# DIRECTIVE
Reproduce each of the lines word for word.

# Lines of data

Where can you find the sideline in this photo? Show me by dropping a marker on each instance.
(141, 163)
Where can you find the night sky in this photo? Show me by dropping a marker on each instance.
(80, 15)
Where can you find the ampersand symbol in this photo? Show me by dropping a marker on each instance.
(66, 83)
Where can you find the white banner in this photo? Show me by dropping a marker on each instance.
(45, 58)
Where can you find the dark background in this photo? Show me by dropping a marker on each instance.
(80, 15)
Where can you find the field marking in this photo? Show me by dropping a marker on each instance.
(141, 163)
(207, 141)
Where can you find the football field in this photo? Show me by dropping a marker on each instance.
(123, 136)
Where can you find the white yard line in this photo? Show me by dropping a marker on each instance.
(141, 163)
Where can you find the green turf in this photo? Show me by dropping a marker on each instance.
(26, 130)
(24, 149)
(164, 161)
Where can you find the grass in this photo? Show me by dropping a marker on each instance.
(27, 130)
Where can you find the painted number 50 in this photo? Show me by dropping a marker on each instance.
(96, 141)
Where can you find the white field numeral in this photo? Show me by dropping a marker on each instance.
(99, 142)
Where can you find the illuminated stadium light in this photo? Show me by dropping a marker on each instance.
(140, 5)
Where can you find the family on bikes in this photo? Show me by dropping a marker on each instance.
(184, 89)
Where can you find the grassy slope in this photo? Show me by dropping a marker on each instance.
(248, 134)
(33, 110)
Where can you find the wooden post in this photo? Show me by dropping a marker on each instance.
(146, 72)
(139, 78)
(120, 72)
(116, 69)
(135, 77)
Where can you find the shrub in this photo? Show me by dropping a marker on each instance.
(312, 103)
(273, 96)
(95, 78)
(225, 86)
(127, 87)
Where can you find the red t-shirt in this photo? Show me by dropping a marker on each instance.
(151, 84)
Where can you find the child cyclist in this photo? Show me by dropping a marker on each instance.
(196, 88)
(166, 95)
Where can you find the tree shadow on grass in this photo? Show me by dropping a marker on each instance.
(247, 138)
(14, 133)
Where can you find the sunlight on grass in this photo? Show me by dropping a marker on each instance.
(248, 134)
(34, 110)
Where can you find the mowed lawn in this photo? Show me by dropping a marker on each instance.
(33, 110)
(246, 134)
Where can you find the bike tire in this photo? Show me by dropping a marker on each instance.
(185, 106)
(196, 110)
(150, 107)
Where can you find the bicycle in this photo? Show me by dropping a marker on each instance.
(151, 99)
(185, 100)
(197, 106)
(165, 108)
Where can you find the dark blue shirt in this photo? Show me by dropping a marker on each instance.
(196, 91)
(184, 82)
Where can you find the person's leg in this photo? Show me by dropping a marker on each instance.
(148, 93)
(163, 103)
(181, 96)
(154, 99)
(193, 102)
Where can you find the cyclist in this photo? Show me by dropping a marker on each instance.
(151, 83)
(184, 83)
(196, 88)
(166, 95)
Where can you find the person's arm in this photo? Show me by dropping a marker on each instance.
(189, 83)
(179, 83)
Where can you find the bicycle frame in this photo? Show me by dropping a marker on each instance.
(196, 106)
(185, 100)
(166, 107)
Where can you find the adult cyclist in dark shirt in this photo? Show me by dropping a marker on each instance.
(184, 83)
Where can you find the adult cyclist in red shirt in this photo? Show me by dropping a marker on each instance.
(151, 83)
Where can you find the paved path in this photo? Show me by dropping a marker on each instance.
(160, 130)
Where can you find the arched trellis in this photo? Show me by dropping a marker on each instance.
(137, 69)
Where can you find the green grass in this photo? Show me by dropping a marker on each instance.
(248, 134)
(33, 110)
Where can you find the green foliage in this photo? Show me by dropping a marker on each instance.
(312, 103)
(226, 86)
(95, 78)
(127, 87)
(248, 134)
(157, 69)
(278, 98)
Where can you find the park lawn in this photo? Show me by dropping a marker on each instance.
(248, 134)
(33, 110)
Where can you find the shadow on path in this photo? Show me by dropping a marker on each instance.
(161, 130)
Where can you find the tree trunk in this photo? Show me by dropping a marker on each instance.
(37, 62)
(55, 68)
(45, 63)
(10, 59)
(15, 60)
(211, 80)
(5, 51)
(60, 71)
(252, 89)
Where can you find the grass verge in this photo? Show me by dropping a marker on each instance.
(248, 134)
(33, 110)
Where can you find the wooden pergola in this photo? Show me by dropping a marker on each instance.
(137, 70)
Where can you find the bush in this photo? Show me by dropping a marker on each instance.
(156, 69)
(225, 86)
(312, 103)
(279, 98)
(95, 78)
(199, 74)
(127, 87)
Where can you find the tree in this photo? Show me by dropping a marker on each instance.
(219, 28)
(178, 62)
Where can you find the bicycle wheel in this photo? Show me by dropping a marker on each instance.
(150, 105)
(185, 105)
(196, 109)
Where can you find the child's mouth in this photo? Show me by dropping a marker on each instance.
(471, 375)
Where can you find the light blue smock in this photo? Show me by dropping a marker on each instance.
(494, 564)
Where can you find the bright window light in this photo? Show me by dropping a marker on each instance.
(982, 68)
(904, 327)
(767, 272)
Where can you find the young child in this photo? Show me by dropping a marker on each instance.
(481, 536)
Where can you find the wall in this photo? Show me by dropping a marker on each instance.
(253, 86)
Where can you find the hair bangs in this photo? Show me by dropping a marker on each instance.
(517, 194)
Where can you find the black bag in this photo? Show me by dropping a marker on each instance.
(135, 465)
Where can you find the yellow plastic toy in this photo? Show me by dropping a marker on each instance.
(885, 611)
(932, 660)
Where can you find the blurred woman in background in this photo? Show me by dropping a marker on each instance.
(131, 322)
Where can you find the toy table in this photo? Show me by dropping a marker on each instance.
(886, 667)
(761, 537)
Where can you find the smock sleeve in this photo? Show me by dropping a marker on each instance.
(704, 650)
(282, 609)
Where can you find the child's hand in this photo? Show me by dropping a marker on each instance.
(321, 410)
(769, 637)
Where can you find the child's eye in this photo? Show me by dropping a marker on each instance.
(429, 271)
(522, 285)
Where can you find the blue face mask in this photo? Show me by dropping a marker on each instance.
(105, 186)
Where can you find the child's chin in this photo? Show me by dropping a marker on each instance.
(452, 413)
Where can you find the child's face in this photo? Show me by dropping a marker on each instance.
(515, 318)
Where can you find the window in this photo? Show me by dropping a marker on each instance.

# EXERCISE SOLUTION
Where can you find the sideline in this photo? Show me by dropping a marker on each instance.
(141, 163)
Where can you find the night sky in this photo? Show me by dropping a marker on each instance.
(80, 15)
Where can you find the ampersand symbol in this photo? Show me by dropping a marker on each instance.
(66, 83)
Where can you find the white banner in this photo? Show me by dropping a marker on each instance.
(45, 58)
Where can you find the dark background in this photo? Show me by dropping a marker on each instance.
(80, 15)
Where can you find the field marking in this photo? Show me by dropping a marker on each instance.
(141, 163)
(207, 141)
Where can you find the football field in this photo? Show me by dropping a marker on each instance.
(123, 136)
Where can you find the white yard line in this photo? Show me by dropping a marker on each instance.
(141, 163)
Where can you find the green turf in this photo? Show me by dropping a marker on each instance.
(26, 130)
(24, 149)
(164, 161)
Where can you find the grass in this photo? Show me by dropping a marker on each instance.
(27, 130)
Where can you find the painted number 50 in this photo? Show me by dropping a marker on each instance.
(96, 141)
Where can you find the white field numeral in this photo? Show me by dropping a marker on each instance.
(99, 142)
Where can you find the illuminated stadium light in this photo? Show me by dropping a marker on each instance.
(140, 5)
Where can you find the family on bikes in this photo? Show me by dropping a marker on each instance.
(184, 89)
Where can you find the grassy slope in this photo? Show me by dropping a marker on each instance.
(248, 134)
(33, 110)
Where can you find the wooden post in this photo? Show me by dropping a marker on each instance.
(146, 72)
(139, 78)
(120, 72)
(116, 69)
(135, 77)
Where can you find the shrub in this photo? Show me by dropping a marker on each instance.
(312, 103)
(273, 96)
(95, 78)
(225, 86)
(127, 87)
Where can you find the red t-shirt in this photo? Show me by dropping a marker on each instance.
(151, 84)
Where can you find the child cyclist in this photo? Show me by dropping a marker on each instance.
(196, 88)
(166, 95)
Where can you find the tree shadow on grass in this photo? Show me by dropping a marker on each instance.
(247, 138)
(14, 133)
Where can you find the sunlight on grass in this photo? Show me by dropping a marker on each instance.
(248, 134)
(34, 110)
Where can you find the mowed lawn in this photo? Show me by dropping a marker on each instance.
(33, 110)
(246, 134)
Where can you find the bike tire in this photo? Show me by dropping a marker on each instance.
(185, 106)
(196, 110)
(150, 107)
Where can you find the bicycle in this photo? Show me by dropping a marker on each instance.
(151, 99)
(185, 100)
(197, 106)
(165, 108)
Where can you find the dark blue shirt in this photo? Show me by dropping a marker on each instance.
(196, 91)
(184, 82)
Where can you find the person's leg in this photo? Show me by dropping a marker on each instance.
(148, 93)
(163, 103)
(181, 96)
(154, 99)
(193, 102)
Where can you find the cyclist in this photo? Show me by dropping a marker on each instance.
(151, 83)
(184, 83)
(196, 88)
(166, 95)
Where can you find the person's arm in this photo? Show me by dropping a marker on each instance.
(189, 83)
(179, 83)
Where can you find the bicycle frame in this photo? Show me by dropping a marker on each instance.
(196, 106)
(185, 100)
(166, 107)
Where can you find the adult cyclist in dark shirt in this photo? Show me by dropping a marker on each instance.
(184, 83)
Where can you find the adult cyclist in red shirt in this photo? Show me by dropping a marker on each instance.
(151, 83)
Where can you find the paved path in this photo? Show me by dropping a marker on each instance.
(160, 130)
Where can you find the arched trellis in this photo? Show me by dropping a marker on each instance.
(137, 69)
Where can you find the green grass in this photo? Show me by dropping a marker on each instance.
(248, 134)
(33, 110)
Where can you find the green foliage in this photo? Show me by dropping a marker on each instance.
(312, 103)
(226, 86)
(95, 78)
(127, 87)
(248, 134)
(157, 69)
(278, 98)
Where can you find the park lawn in this photo? Show me by dropping a marker on each instance.
(248, 134)
(33, 110)
Where can you find the shadow on path in this photo? Show me by dropping a marker on each instance.
(161, 130)
Where can you find the tree trunk in this photo? Show me by dropping a marker on each instance.
(37, 62)
(55, 68)
(45, 63)
(10, 59)
(15, 60)
(211, 80)
(5, 51)
(60, 71)
(252, 89)
Where can you find the grass verge in this photo? Show me by dropping a marker on each instance.
(248, 134)
(33, 110)
Where can you find the wooden pergola in this photo? Show me by dropping a marker on each instance.
(137, 70)
Where can you find the bush in this photo? Show me by dropping a marker on each instance.
(156, 69)
(225, 86)
(312, 103)
(279, 98)
(95, 78)
(199, 74)
(127, 87)
Where can you find the tree in this photo? Show me by dropping a marker on each instance.
(219, 28)
(178, 62)
Where can you find the bicycle wheel in this photo? Show me by dropping a marker on each instance.
(150, 105)
(185, 105)
(196, 109)
Where can you find the child's mouth in this photo? Show me by dropping a marker on each instance.
(471, 375)
Where can you find the light blue smock in this photo? Show me by dropping a marker on each instance.
(494, 564)
Where can you find the bright window light in this photo? Show me by dropping a marker on each instance.
(982, 68)
(904, 327)
(767, 272)
Where can you find the young child in this photo? Show me by dropping a marker on each instance.
(481, 536)
Where can you find the wall in this photo? Show me by dropping a marker on each instance.
(253, 86)
Where can you find the hair bangs in this photo? Show me by dropping a marker on each instance.
(517, 194)
Where can you find the black bag in this photo? Show me by dropping a marker on each instance.
(135, 465)
Where can you find the yellow plastic toy in this photo? Show me by dropping a marker on each instance.
(885, 611)
(932, 660)
Where can you find the blurred woman in background in this photo? Show me by dropping a marker on each instance.
(131, 322)
Where can you find the toy table in this photo? Show me by dropping a marker on each instance.
(886, 667)
(761, 537)
Where can you find the smock sleeve in this photo? Show me by dropping a marker on each instance.
(704, 650)
(282, 609)
Where can you find the child's hand in this photo? Show me by dropping a marker on each instance.
(321, 410)
(769, 637)
Where can you find the child's eye in this photo? Show me by dropping a marker on each instance.
(429, 271)
(522, 285)
Where can you find the blue face mask in this photo? Show me by dropping a marker on each instance.
(105, 186)
Where can you find the child's chin in this photo? Show me by dropping a marker on each instance.
(452, 413)
Where can you find the child's face in this photo? Show me by dropping a marker on each instance.
(515, 318)
Where can you find the window in this photo? Show me by dropping a marker on each instance.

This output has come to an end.